*What is expected:* Your task is to quote the material that follows, in full and exactly.

START Excerpted data

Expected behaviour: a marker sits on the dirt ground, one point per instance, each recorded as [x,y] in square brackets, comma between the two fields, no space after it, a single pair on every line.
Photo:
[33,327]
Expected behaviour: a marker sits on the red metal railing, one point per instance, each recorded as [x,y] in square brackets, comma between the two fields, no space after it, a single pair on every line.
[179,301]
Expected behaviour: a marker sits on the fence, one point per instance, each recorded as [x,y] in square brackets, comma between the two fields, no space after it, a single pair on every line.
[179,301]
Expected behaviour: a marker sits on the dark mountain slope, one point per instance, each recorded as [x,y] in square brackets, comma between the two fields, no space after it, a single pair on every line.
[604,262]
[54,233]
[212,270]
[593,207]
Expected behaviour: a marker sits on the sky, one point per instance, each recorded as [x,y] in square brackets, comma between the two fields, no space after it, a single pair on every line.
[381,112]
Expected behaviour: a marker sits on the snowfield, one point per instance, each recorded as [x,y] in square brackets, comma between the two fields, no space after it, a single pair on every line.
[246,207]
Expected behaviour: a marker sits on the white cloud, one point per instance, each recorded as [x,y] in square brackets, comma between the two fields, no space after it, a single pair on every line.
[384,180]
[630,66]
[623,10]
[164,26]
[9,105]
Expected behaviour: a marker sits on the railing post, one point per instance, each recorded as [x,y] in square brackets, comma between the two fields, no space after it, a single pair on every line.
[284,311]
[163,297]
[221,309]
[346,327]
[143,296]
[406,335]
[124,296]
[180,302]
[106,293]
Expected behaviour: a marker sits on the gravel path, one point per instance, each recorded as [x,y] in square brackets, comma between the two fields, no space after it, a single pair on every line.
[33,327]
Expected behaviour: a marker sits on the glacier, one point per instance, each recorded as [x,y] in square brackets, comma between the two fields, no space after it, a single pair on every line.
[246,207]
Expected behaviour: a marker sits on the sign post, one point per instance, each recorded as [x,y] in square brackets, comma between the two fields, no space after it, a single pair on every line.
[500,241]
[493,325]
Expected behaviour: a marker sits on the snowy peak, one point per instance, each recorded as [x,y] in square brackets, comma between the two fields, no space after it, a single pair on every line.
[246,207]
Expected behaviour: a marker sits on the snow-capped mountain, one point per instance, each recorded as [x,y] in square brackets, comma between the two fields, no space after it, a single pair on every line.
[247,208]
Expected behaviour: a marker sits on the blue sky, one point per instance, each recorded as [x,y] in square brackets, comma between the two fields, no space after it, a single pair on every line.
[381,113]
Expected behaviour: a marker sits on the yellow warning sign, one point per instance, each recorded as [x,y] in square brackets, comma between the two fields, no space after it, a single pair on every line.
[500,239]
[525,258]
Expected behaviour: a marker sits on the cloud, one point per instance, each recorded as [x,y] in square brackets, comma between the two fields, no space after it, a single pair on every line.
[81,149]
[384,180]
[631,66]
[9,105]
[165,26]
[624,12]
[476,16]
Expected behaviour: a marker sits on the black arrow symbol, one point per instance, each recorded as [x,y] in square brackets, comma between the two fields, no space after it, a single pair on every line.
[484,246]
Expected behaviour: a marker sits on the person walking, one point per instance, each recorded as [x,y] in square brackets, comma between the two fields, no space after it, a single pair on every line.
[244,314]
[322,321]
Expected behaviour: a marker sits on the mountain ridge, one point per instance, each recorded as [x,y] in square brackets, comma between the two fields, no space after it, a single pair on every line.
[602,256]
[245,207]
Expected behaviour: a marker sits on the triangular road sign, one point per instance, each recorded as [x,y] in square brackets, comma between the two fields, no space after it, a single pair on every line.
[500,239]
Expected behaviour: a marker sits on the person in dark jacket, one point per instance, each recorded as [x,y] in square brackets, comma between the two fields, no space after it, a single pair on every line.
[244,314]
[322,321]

END Excerpted data

*Written response:*
Expected behaviour: a marker sits on the dirt ground, one point per instance, each recorded as [x,y] in square brackets, comma between the two fields, no space after it, a single pair on every line.
Photo:
[33,327]
Expected behaviour: a marker sits on the red metal railing, one point per instance, each recorded as [x,y] in square brackets, comma between the two fields, no space after it, a single pair on every line.
[179,301]
Expected behaviour: a marker sits on the fence, one point per instance, each recorded as [x,y] in square brackets, comma between the two fields, no space after it, a single pair on every line.
[179,301]
Expected behaviour: a marker sits on the dark mountain slope, one point per instance, each recorded as [x,y] in square brackets, comma between the two fields, no space after it, a single pair on every line.
[604,262]
[54,233]
[212,270]
[593,207]
Expected behaviour: a marker sits on the sky, one point per instance, each recorded as [x,y] in square brackets, comma between the two fields, no space after it, a single pair on every line.
[381,112]
Expected behaviour: a marker sits on the snowfield, one point per instance, each recorded as [x,y] in square brackets, comma between the two fields, no space after it, a single pair on every line.
[246,207]
Expected behaviour: a marker sits on the white cloud, one point per instance, each recorded as [x,y] in square brackets, comma between the two fields, no space after it, a single pair on every line.
[384,180]
[630,66]
[623,10]
[164,26]
[9,105]
Expected behaviour: a marker sits on the railing post, one point per instance, each recorded as [x,y] in square brackets, comma between the two fields, no space after it, a single pair on every line.
[284,311]
[163,297]
[221,309]
[346,327]
[143,296]
[406,335]
[124,296]
[180,302]
[106,293]
Expected behaviour: a marker sits on the gravel path, one point per instance, each recorded as [x,y] in square brackets, comma between the two fields, no space after it, a single pair on every line.
[33,327]
Expected behaviour: a marker sits on the glacier, one point per instance, each recorded as [x,y] in square brackets, comma between the two fields, no space after it, a single pair on every line.
[246,207]
Expected behaviour: a marker sits on the sign post, one point per instance, each recorded as [x,y] in square brackets, comma between the two fields, no space after it, a single pair on every line.
[500,241]
[493,325]
Expected behaviour: a marker sits on the snowy peak, one point per instance, each recorded as [x,y] in square brackets, comma between the two fields, no space after it, a single pair on every line.
[246,207]
Expected behaviour: a marker sits on the snow-capped mountain, one point per instance, each recorded as [x,y] in square brackets, comma between the two fields, no space after it, a single pair on every line.
[247,208]
Expected behaviour: a marker sits on the blue sky, one point per instance, each recorded as [x,y] in square brackets, comma between the two fields, no space after it, a single pair on every line.
[381,113]
Expected behaviour: a marker sits on the yellow warning sign, one point per instance, each recorded as [x,y] in square brackets, comma between the two fields, no space after it, a single pair on every line.
[500,239]
[525,258]
Expected behaviour: a marker sits on the cloud, one point per instance, each recorded as [x,y] in square brackets, comma between the two fields, no space after it, a single pair on every line.
[81,149]
[384,180]
[631,66]
[9,105]
[165,26]
[624,12]
[476,16]
Expected behaviour: a marker sits on the black arrow symbol, one point per instance, each recorded as [x,y] in square brackets, comma between the two fields, no space after it, a single pair on every line.
[484,246]
Expected behaviour: a marker sits on the person walking, one point per instance, each recorded as [x,y] in square brackets, comma between the two fields, no space after it, a single pair on every line.
[244,314]
[322,321]
Expected behaviour: a marker sits on the mountain ridge, one point per instance, each recorded as [x,y] in square brackets, comma between the two fields, no space after it, a single pair on every line.
[602,256]
[245,207]
Expected behaviour: a marker sits on the triangular road sign, one point per instance, each recorded as [x,y] in square brackets, comma between the two fields, no space after it, a single pair on every line.
[500,239]
Expected behaviour: a marker sits on the person in dark jacket, one point per instance, each recorded as [x,y] in square brackets, comma between the two fields, no space after it, a single pair on every line.
[244,314]
[322,321]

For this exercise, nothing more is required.